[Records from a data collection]
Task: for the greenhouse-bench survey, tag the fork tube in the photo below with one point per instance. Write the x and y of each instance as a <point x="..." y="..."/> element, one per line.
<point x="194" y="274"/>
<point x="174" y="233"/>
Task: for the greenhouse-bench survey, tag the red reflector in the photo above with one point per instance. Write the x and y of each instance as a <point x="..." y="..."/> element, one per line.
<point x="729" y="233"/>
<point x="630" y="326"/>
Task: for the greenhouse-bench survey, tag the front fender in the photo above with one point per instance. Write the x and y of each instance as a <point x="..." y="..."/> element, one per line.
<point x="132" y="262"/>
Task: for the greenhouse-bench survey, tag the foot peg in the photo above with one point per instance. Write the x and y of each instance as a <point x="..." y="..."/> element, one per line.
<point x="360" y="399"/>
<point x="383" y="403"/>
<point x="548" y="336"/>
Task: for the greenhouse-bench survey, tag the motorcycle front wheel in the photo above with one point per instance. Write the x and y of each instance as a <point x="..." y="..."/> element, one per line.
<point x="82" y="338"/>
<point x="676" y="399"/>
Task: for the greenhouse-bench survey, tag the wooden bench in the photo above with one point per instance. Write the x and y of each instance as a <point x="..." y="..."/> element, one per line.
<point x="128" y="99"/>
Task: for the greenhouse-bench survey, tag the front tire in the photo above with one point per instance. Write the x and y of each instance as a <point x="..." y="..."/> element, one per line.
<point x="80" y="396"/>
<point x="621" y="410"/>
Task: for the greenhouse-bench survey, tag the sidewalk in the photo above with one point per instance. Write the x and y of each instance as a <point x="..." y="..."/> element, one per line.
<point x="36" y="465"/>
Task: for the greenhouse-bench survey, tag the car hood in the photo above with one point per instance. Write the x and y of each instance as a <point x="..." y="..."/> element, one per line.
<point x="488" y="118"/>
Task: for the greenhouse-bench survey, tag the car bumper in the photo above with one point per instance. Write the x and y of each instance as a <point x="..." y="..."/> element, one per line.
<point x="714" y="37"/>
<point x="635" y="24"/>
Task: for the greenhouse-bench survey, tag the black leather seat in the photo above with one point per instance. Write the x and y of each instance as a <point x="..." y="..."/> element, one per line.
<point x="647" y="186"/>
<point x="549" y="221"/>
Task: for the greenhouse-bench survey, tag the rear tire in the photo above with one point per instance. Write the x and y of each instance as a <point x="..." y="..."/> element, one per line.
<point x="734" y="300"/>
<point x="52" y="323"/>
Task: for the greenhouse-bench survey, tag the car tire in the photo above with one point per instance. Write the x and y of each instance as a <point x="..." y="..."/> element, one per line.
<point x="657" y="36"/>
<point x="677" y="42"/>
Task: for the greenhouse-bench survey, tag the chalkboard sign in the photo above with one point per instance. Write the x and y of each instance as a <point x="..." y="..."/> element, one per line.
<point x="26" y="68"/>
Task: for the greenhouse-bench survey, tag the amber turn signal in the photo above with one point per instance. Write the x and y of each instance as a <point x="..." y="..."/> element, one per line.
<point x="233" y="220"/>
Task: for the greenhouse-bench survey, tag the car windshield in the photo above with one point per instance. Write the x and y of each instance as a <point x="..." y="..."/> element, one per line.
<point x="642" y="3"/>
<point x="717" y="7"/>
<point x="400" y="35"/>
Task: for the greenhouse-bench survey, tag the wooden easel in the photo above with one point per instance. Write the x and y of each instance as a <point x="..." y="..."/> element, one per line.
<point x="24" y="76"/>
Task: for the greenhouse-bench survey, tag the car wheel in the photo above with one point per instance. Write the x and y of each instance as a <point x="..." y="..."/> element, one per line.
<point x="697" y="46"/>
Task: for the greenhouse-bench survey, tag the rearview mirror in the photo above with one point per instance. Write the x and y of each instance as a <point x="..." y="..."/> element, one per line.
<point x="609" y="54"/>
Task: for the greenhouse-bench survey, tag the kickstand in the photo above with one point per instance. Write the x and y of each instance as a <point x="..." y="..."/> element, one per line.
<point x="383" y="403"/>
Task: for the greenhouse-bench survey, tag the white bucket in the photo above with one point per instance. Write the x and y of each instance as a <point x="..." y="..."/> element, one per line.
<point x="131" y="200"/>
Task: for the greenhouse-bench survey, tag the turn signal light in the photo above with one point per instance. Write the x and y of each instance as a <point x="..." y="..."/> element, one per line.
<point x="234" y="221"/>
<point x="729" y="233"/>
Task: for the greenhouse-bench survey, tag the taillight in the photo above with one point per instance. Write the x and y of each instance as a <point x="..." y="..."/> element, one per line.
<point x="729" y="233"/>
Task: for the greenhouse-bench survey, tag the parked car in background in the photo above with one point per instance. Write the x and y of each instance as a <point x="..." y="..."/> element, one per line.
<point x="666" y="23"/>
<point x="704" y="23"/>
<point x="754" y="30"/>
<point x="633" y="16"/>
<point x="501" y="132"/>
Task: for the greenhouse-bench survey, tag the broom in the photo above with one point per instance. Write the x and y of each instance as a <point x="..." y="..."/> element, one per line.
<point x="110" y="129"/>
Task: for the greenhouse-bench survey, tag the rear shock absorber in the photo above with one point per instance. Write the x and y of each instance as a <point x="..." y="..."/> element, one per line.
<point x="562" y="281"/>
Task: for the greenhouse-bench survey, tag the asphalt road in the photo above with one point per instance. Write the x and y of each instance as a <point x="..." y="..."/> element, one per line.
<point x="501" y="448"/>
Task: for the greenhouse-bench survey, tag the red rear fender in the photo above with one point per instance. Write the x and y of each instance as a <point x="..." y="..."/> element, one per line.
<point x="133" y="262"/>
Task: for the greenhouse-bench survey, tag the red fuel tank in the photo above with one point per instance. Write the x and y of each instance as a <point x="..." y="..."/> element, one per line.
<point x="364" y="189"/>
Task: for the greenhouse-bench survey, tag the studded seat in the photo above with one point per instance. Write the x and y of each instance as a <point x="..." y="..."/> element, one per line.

> TASK DETAILS
Copy out exactly the lines between the line with "Task: for the greenhouse-bench survey, tag the red fuel" and the last line of the entries, counting both of those lines.

> RESULT OF THIS TASK
Task: for the greenhouse-bench survey, tag the red fuel tank in the photo above with one point per instance. Write the x and y of each instance as a <point x="..." y="..."/> element, one per line.
<point x="364" y="189"/>
Task: for the greenhouse-bench survey, tag the studded seat in the photo above with one point per instance. Write the x and y of each instance as a <point x="..." y="..."/> element, one per line.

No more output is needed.